Lost Fixed Cost Recovery Mechanism. The LFCR mechanism permits APS to recover on an after-the-fact basis a portion of its
fixed costs that would otherwise have been collected by APS in the kWh sales lost due to APS energy efficiency programs and to
distributed generation such as rooftop solar arrays. The fixed costs recoverable by the LFCR mechanism were established in the 2012
Settlement Agreement and amount to approximately 3.1 cents per residential kWh lost and 2.3 cents per non-residential kWh lost. The
LFCR adjustment has a year-over-year cap of 1% of retail revenues. Any amounts left unrecovered in a particular year because of this
cap can be carried over for recovery in a future year. The kWh’s lost from energy efficiency are based on a third-party evaluation of
APS’s energy efficiency programs. Distributed generation sales losses are determined from the metered output from the distributed
generation units.

----------

DIRECTIVE:
Answer these questions from the Lost Fixed Cost Recovery passage:
1. Approximately how much fixed cost is recoverable per residential kWh lost?
2. What is the year-over-year cap on the LFCR adjustment?
3. How are distributed generation sales losses determined?

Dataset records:
----------

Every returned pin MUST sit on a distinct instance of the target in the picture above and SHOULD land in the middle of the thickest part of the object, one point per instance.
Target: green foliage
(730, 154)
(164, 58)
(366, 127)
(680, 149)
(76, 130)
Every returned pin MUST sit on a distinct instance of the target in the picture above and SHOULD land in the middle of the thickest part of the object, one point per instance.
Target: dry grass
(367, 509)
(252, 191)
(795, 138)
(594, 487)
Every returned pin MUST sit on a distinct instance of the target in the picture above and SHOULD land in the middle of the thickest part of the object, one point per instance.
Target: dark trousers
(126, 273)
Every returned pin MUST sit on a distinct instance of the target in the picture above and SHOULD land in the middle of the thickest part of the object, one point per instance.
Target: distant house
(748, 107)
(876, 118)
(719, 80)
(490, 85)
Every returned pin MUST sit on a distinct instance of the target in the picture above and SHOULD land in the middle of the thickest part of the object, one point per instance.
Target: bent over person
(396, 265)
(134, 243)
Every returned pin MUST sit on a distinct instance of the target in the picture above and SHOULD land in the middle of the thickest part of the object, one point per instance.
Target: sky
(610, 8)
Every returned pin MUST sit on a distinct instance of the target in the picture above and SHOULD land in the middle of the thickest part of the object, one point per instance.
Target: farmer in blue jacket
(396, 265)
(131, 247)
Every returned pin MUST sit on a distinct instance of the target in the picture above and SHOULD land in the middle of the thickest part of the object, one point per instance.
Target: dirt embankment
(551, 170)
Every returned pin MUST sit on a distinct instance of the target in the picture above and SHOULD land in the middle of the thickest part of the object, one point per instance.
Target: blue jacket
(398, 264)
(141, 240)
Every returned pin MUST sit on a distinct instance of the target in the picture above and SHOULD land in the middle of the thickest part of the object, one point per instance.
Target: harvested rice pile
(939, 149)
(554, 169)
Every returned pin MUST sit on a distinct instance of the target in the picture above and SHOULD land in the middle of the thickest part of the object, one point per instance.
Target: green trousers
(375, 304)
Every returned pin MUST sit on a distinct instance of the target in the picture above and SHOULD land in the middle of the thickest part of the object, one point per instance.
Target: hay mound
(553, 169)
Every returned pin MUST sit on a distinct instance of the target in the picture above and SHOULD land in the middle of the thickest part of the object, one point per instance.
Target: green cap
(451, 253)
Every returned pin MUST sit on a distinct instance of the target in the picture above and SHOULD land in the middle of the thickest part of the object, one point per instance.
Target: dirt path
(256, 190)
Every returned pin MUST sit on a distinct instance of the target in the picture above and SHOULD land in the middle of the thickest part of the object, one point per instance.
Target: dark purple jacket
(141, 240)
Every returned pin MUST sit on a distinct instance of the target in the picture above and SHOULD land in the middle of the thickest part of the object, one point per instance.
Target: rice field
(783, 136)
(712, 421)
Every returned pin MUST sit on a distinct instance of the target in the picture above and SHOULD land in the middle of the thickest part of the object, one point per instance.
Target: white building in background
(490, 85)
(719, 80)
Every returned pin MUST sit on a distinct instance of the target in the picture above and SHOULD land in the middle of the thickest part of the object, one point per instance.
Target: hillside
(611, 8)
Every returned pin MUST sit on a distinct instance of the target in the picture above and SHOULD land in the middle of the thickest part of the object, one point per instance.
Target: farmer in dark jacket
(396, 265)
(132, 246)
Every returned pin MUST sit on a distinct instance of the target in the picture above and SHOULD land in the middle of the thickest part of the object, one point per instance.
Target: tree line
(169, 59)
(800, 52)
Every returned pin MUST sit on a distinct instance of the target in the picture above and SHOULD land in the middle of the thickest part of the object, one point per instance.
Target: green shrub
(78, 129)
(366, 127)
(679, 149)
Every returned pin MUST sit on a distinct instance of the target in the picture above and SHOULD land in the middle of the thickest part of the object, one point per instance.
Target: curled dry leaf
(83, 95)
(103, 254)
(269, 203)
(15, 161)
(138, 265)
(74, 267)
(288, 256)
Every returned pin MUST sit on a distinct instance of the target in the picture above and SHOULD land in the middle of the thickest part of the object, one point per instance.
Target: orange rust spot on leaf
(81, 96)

----------

ANSWER:
1. Approximately 3.1 cents.
2. 1% of retail revenues.
3. From the metered output of the distributed generation units.